WHAT YOU HAVE TO DO =
Count the lines in the listing below that contain the string "wing". How many are there? Reply with the number alone.

RECORDS PROVIDED =

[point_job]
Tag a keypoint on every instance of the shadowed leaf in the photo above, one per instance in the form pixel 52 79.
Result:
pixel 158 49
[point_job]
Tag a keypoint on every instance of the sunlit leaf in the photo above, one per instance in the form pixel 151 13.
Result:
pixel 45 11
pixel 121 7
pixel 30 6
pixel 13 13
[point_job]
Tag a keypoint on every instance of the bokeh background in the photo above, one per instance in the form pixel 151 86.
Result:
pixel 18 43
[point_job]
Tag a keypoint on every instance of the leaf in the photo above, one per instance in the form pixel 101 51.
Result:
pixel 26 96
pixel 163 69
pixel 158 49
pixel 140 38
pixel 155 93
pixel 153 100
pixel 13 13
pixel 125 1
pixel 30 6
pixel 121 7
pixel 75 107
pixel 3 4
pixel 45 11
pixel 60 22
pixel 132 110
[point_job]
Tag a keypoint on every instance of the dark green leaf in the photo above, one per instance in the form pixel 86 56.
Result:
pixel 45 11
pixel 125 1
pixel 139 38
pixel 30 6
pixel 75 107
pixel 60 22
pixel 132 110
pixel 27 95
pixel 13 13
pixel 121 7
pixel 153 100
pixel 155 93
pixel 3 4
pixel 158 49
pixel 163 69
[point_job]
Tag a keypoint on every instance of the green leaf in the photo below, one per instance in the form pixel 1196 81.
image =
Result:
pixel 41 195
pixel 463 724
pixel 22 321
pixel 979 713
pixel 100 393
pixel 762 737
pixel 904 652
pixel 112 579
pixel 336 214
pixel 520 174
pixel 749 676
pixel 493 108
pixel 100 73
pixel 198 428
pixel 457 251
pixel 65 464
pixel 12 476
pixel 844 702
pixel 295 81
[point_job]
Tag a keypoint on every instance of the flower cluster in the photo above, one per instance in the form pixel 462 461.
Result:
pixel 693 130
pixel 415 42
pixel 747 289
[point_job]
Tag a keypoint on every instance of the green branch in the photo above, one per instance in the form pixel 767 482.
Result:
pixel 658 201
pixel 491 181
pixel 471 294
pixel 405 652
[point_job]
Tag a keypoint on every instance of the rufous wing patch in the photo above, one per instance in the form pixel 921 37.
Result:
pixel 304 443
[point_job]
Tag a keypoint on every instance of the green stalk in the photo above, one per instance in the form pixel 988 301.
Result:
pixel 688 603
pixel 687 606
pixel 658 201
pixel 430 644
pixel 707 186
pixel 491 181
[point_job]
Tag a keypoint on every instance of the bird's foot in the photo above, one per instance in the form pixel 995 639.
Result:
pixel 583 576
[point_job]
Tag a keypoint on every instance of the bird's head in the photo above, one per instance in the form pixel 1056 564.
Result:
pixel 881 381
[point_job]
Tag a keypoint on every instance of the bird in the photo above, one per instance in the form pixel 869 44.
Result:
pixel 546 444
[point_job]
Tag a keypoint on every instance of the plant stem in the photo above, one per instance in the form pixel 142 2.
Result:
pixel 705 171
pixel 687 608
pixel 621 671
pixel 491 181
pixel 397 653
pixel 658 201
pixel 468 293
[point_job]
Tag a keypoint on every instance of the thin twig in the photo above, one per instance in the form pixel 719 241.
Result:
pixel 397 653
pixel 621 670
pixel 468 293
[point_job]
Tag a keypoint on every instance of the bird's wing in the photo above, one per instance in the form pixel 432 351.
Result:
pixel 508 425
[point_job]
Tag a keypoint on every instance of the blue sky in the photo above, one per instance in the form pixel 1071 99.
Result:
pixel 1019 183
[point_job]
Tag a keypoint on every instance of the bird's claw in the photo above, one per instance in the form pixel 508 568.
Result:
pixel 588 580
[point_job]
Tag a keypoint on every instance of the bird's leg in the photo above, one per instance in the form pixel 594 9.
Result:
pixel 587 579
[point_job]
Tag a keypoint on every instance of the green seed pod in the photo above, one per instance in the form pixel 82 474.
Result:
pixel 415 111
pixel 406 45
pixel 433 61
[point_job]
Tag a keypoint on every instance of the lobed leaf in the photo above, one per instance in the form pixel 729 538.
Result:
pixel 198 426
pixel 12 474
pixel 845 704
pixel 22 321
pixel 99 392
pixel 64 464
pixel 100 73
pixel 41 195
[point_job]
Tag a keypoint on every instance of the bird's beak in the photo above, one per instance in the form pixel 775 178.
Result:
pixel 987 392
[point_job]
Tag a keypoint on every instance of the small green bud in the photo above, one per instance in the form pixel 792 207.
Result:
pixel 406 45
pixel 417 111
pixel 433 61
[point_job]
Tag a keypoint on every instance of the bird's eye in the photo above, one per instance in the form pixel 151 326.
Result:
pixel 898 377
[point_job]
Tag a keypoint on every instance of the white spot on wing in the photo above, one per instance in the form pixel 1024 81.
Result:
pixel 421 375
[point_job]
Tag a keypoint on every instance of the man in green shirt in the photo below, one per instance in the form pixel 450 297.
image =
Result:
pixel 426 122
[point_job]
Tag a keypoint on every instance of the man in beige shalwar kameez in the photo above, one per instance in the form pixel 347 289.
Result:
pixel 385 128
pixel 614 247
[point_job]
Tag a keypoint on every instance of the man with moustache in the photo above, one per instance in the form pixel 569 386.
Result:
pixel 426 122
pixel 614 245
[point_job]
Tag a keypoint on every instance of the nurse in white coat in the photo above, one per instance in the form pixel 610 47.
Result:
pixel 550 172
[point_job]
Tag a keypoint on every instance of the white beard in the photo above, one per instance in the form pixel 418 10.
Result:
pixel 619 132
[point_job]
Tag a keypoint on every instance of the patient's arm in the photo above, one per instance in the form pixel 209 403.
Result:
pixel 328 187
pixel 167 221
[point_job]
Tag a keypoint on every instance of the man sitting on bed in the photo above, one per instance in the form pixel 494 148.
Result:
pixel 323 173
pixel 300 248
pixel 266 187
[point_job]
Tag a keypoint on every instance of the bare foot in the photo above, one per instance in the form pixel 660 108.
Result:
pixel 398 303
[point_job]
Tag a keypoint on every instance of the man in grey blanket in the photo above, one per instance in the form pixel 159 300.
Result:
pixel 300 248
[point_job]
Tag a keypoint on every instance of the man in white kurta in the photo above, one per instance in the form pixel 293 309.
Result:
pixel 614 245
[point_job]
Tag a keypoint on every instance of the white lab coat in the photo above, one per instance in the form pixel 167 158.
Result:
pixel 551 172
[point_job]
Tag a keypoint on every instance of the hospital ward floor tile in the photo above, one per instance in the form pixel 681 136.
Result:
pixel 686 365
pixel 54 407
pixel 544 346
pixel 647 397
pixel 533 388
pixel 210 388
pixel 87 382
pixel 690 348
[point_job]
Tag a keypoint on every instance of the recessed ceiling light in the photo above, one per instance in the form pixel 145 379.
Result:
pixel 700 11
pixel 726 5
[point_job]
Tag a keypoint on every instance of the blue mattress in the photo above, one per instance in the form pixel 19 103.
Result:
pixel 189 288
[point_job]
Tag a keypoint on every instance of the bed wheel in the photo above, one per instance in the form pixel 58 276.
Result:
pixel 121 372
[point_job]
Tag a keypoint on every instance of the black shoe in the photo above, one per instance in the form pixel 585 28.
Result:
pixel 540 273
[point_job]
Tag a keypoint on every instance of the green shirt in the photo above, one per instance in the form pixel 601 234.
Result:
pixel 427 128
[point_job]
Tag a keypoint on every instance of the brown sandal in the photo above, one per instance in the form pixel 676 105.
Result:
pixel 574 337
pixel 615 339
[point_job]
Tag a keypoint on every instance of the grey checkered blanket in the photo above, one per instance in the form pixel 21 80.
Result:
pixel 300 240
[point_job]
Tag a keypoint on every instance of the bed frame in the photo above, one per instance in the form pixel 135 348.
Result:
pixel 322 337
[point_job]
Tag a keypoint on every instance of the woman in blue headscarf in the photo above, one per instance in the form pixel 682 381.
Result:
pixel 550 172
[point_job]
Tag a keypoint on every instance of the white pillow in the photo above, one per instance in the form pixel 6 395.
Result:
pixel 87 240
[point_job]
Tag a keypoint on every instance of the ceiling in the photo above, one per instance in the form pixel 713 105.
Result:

EXPECTED OUTPUT =
3